▸ Page extract
━━━━━━━━━━━━━━━━━━━━━━━━━━━━━━
There are cases where a unique element is present multiple times in a single tRNA. This sequence is unique to this tRNA and should be reported in its multiple locations ( same sequence on multiple lines of the output).

This is a command line program, though it does not have any optional parameters. You really don't need the commandline class. Your input comes from STDIN and output goes to STDOUT. Use the FastaReader for input and print statement for output. If you are going to use jupyter to develop your code, you can add a filename to fastareader for your testing.

## Submission

Submit code using Canvas. As always, work with your group and write your own code.

## Inspection Intro
I want the team to focus on readability and accuracey of the output results. I want feedback on if my current code is easy to follow and understand or if not, what can I do to improve the code. I would like input on whether the outputs are correct or if there are still bugs I have yet to catch.

In [1]:
#!/usr/bin/env python3
# Name: Fan Xia (fxia)
# Group Members: Jorge Gomez Ortega (jgomezor), Nishal Naicker (nnaicker), and Rachana Baskar(rbaskar)

import sys
class FastAreader :
    ''' 
    Define objects to read FastA files.
    
    instantiation: 
    thisReader = FastAreader ('testTiny.fa')
    usage:
    for head, seq in thisReader.readFasta():
        print (head,seq)
    '''
    def __init__ (self, fname=''):
        '''contructor: saves attribute fname '''
        self.fname = fname
            
    def doOpen (self):
        ''' Handle file opens, allowing STDIN.'''
        if self.fname == '':
            return sys.stdin
        else:
            return open(self.fname)
━━━━━━━━━━━━━━━━━━━━━━━━━━━━━━
▸ Supplied records
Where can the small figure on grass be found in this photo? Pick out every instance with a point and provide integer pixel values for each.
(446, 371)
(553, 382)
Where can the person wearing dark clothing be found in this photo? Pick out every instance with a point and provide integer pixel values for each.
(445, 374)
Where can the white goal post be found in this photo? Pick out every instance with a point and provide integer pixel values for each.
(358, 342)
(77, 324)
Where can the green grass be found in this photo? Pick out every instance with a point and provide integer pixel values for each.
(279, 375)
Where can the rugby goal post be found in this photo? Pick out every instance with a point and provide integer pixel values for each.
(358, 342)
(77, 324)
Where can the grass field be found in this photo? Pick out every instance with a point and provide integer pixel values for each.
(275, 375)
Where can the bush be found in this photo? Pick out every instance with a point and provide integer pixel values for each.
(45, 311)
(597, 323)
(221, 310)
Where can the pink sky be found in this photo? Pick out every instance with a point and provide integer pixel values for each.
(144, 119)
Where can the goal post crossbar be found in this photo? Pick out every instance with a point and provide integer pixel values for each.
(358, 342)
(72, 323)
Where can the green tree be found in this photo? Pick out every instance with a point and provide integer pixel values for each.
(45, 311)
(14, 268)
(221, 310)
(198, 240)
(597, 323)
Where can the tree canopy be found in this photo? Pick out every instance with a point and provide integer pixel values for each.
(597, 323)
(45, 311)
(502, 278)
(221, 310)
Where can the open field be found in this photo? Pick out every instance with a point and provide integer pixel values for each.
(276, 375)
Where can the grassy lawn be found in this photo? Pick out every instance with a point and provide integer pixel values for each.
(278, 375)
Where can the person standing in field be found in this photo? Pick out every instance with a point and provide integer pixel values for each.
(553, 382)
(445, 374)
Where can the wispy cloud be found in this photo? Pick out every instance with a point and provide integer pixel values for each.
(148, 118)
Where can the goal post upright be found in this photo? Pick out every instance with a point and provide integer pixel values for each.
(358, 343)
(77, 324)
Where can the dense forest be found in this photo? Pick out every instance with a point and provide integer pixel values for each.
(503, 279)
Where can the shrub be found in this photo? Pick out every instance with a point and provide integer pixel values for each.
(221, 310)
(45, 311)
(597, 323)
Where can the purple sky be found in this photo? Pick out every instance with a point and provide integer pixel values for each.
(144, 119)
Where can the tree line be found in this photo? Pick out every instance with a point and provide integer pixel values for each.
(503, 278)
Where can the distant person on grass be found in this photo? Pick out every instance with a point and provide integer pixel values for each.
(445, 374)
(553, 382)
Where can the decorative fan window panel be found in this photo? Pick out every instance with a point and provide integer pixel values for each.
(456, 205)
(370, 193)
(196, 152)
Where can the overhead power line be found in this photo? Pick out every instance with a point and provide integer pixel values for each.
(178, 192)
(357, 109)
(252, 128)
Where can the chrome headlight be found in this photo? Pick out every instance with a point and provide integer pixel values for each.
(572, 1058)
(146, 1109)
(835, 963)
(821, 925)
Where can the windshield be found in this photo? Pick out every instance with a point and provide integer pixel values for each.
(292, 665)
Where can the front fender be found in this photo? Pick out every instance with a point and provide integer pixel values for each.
━━━━━━━━━━━━━━━━━━━━━━━━━━━━━━
▸ Things to do
1. Answer these questions from the tRNA assignment text:
(a) Where does the program read its input, and where does it send its output?
(b) Where should the code be submitted?
(c) What does the doOpen method return when fname is an empty string?
2. List every group member named in the code comments of the tRNA assignment text, with the user ID given for each.
3. Continue the tRNA assignment text from where it stops.

▸ Per-task answers
1.
(a) Input comes from STDIN, and output goes to STDOUT.
(b) On Canvas.
(c) sys.stdin

2.
Jorge Gomez Ortega (jgomezor)
Nishal Naicker (nnaicker)
Rachana Baskar (rbaskar)

3.
    def readFasta (self):
        ''' Read an entire FastA record and return the sequence header/sequence'''
        header = ''
        sequence = ''
        
        with self.doOpen() as fileH:
            
            header = ''
            sequence = ''
            
            # skip to first fasta header
            line = fileH.readline()
            while not line.startswith('>') :
                if not line: # we are at EOF
                    return header, sequence
                line = fileH.readline()
            header = line[1:].rstrip()

            for line in fileH:
                if line.startswith ('>'):
                    yield header,sequence
                    header = line[1:].rstrip()
                    sequence = ''
                else :
                    sequence += ''.join(line.rstrip().split()).upper()

        yield header,sequence
        
        
####################### t_RNA ###########################################

'''
Program overview:
    
    
Creates a t_RNA class object that stores the sequence, header, powerset, set of uniques, and set of essentials. 
Prints out the the essential sequences in ascending order of the index where it is found in the sequence.
    
'''

class t_RNA:
    
    ''' building a new t_RNA'''
    
    tRNAList = [] # list of tRNA objects
    
    def __init__(self, inSeq, header):
        
        '''creating a constructor for the class'''
        
        t_RNA.tRNAList.append(self)
        self.inSeq = inSeq
        self.header = header
        
        self.duplicates = set()
        
        self.powerset = set()
        self.uniques = set()
        self.essentials = set()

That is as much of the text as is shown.